▶ _Trecho selecionado_
--------------------------------------------------

Teorias da conspiração sobre OMS prejudicam acordo global contra pandemias
Os trabalhos para um acordo global que ajude a prevenir futuras pandemias são ofuscados por teorias da conspiração que alegam que o pacto é uma manobra da Organização Mundial da Saúde (OMS) para reforçar seu poder.
Autoridades de saúde de todo o mundo se reúnem em Genebra esta semana para discutir um acordo que deveria regulamentar como os países se preparam e respondem a futuras pandemias.
É amplamente aceito que o mundo estava despreparado quando a covid-19 surgiu, com consequências desastrosas, e os especialistas afirmam que é necessária uma cooperação global para evitar situações semelhantes no futuro.
"Podemos enfrentar pandemias mais graves no futuro e temos que estar muito melhor preparados do que estamos agora", declarou recentemente o diretor de emergências da OMS, Michael Ryan.
"Isto exigirá que os países trabalhem juntos", acrescentou.
Até o momento, no entanto, não está claro em que consistirá um potencial acordo.
As negociações deveriam durar pelo menos dois anos e ainda precisam se aprofundar no conteúdo ou determinar se o acordo terá a forma de um tratado ou outro tipo de "instrumento jurídico".
"Infodemia"
Embora sejam os países membros, e não a OMS, que participem nas negociações, surgiram teorias da conspiração que consideram que a agência de saúde da ONU quer ditar as políticas de saúde em países soberanos.
O apresentador do canal conservador americano Fox News Tucker Carlson advertiu no mês passado que o governo do presidente Joe Biden estava perto de "entregar à OMS poder sobre todos os aspectos, inclusive aspectos da vida íntima".
Christine Anderson, uma deputada de extrema-direita alemã no Parlamento Europeu, declarou que o acordo garantiria à OMS "poder de governo de fato sobre os Estados membros".

--------------------------------------------------

▶ _Registros armazenados_
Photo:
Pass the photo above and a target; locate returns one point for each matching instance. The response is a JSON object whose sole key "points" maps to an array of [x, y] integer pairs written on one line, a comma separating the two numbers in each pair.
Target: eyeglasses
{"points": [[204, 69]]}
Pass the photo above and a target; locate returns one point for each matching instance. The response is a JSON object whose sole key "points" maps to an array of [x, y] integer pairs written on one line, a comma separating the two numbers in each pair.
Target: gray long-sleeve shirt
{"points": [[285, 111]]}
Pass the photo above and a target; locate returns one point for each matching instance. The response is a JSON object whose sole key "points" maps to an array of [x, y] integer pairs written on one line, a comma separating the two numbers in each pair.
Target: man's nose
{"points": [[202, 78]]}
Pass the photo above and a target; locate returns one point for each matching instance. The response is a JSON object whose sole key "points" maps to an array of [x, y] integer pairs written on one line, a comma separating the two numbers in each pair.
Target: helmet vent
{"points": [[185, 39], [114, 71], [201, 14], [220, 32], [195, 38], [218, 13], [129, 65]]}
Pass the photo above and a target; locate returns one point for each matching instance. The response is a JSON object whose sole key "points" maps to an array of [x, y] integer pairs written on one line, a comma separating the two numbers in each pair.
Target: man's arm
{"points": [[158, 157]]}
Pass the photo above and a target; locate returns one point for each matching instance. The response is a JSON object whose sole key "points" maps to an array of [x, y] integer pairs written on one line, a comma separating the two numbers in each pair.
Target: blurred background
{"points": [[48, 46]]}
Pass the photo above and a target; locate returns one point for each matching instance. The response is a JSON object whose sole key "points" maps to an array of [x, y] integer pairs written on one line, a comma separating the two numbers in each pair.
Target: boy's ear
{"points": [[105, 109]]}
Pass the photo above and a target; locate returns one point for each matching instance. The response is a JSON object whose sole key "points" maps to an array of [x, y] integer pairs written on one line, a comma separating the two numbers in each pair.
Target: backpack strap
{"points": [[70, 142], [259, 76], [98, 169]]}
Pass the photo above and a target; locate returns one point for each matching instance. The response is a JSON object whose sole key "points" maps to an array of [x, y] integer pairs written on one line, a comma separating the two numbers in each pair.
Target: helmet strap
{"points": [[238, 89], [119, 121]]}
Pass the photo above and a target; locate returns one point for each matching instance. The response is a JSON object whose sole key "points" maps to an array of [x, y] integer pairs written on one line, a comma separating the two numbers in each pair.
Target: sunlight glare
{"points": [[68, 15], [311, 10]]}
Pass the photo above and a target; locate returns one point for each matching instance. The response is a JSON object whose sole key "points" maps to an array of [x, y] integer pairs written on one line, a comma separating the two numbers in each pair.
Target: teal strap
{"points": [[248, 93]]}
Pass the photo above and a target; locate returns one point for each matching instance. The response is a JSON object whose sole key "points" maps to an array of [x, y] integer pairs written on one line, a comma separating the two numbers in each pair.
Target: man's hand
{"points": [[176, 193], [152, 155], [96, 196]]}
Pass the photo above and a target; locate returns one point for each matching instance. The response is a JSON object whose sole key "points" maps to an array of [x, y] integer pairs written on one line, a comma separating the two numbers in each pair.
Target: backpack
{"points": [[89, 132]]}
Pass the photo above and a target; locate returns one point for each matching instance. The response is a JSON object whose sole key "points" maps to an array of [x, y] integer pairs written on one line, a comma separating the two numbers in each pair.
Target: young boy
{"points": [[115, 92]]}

--------------------------------------------------

Por favor, prossiga a notícia sobre as teorias da conspiração em torno do acordo global contra pandemias a partir do ponto em que ela termina. Os dados são um material separado do texto.

▶ _Resposta_
E o comediante britânico Russel Brand, que virou uma estrela no YouTube, afirmou a seus 5,5 milhões de seguidores que o tratado significa que "o fim da democracia".
A OMS e especialistas afirmam que as teorias da conspiração, que também foram registradas na Austrália, Rússia e outros países, não têm nenhuma relação com o que está sendo discutido.
"Estou francamente desconcertada com o nível de desinformação", declarou à AFP Suerie Moon, codiretora do Global Health Center de Genebra, antes de destacar que o acordo "está realmente em uma fase embrionária".
Muitas acusações estão "completamente desconectadas da realidade do que está sendo proposto e potencialmente negociando", acrescenta.
O diretor geral da OMS, Tedros Adhanom Ghebreyesus, lamentou recentemente que "uma pequena minoria de grupos faça declarações enganosas e distorça fatos de propósito", ressaltando que "a agenda da OMS é pública, aberta e transparente".
O projeto de acordo estabelece apenas o "manual de como vamos nos preparar juntos" para futuras ameaças de pandemia, disse Ryan. "Não se trata de soberania, e sim de responsabilidade", reiterou.
Mas a mensagem é divulgada entre o ruído da desinformação.
A OMS está habituada a ser alvo das teorias da conspiração e já chegou a usar a palavra "infodemia" diante do elevado nível de desinformação sobre suas tentativas de conter o coronavírus e promover as vacinas anticovid.
No caso do acordo para frear as pandemias, os analistas acreditam que existe uma campanha de desinformação bem articulada em vários países, mas não conseguem determinar o objetivo exato ou seus responsáveis.
"Gatilho"
Apenas a sigla OMS "é como um gatilho", afirma Tristan Mendes France, estudioso das teorias da conspiração na França, apontando que é fácil "reativar" o grande "público conspiratório que cresceu durante a covid".
Sebastian Diegues, neurocientista e especialista em desinformação na Universidade de Fribourg (Suíça), concorda: "Quando você tem uma rede sólida para um tema, pode usar para outras coisas.
Até as teorias mais malucas podem impactar negativamente os esforços para solucionar problemas reais, como a preparação para a próxima pandemia.
"Mesmo que parte disso seja absurdo, você tem que administrar, tem que explicar, e isso reduz seus recursos", afirma Diegues.
Suerie Moon reconhece que "há limites para o que a OMS pode fazer". Ela destaca a desinformação acelerada e a desconfiança do público nas autoridades "nesta época de pós-verdade, onde as pessoas vivem em universos de informações diferentes".
"A OMS pode mudar isto? Alguém pode", questiona.